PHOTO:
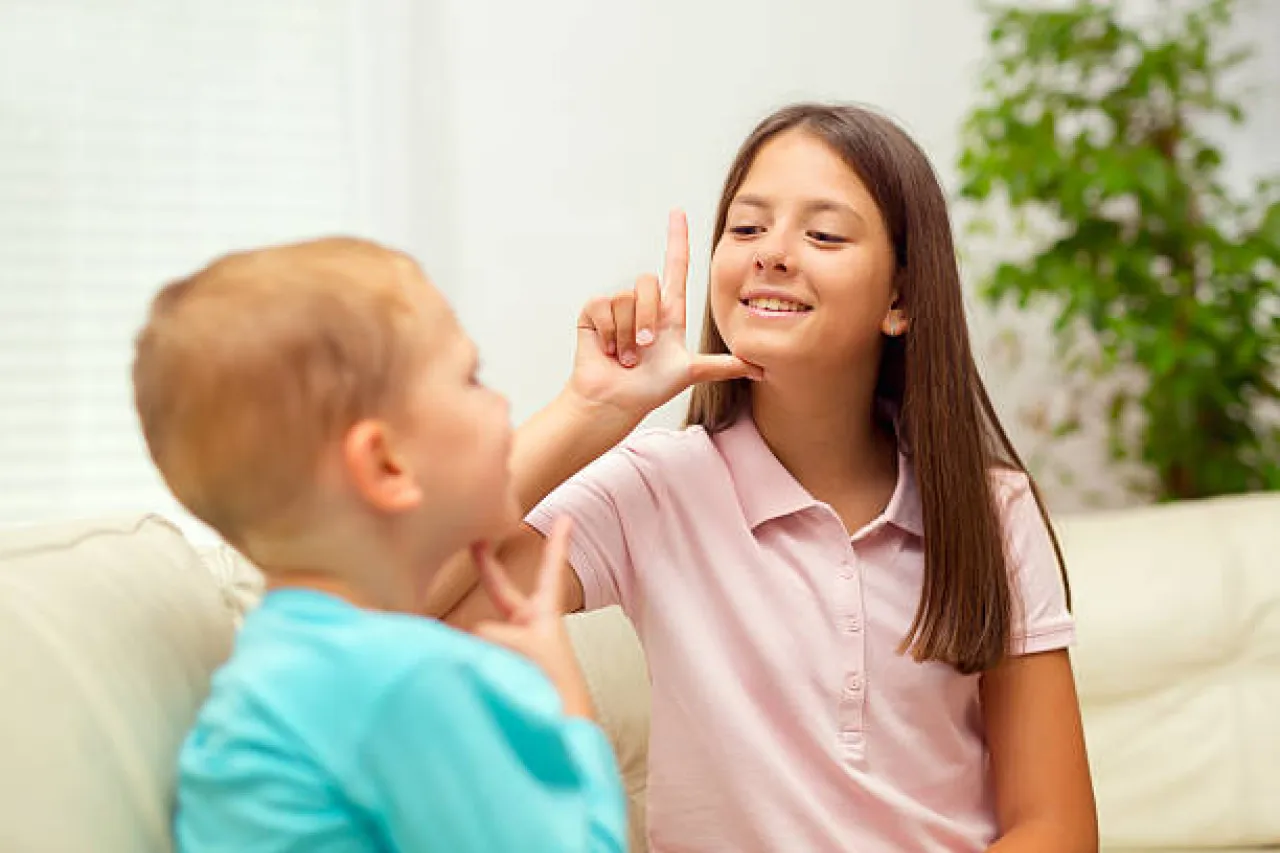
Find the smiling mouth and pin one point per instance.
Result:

* * *

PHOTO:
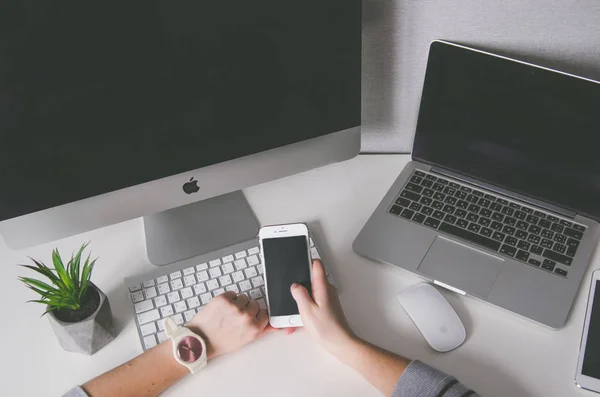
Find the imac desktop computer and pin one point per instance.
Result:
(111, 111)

---

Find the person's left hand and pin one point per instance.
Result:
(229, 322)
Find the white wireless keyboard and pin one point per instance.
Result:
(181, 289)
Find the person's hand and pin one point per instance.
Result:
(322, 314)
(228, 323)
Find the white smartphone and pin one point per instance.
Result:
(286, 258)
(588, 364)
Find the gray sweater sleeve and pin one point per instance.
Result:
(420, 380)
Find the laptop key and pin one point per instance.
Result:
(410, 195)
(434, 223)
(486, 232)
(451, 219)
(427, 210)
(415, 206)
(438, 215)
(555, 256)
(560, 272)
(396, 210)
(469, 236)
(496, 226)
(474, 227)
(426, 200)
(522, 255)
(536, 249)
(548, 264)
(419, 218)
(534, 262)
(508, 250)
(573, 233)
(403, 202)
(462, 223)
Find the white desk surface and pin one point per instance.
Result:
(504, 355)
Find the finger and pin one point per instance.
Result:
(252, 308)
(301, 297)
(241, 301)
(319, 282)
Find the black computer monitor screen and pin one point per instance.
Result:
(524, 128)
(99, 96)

### What needs to be done
Filter the data down to the lines that contain the string "point", and copy them.

### Answer to this task
Find the smiling mouth and pin one point per instance.
Find the imac desktop computer and pin one point per instance.
Find the person's left hand and pin one point per instance.
Find the white wireless keyboard and pin one point per instance.
Find the person's hand and pin one point per instance.
Find the white smartphone and pin one point per instance.
Find the gray sweater sleeve and pin one point per instance.
Find the laptop key and pin one point per instance.
Find the white desk surface and pin one point per instance.
Find the finger and pin one point per instance.
Find the black computer monitor screen and pin one point per instance.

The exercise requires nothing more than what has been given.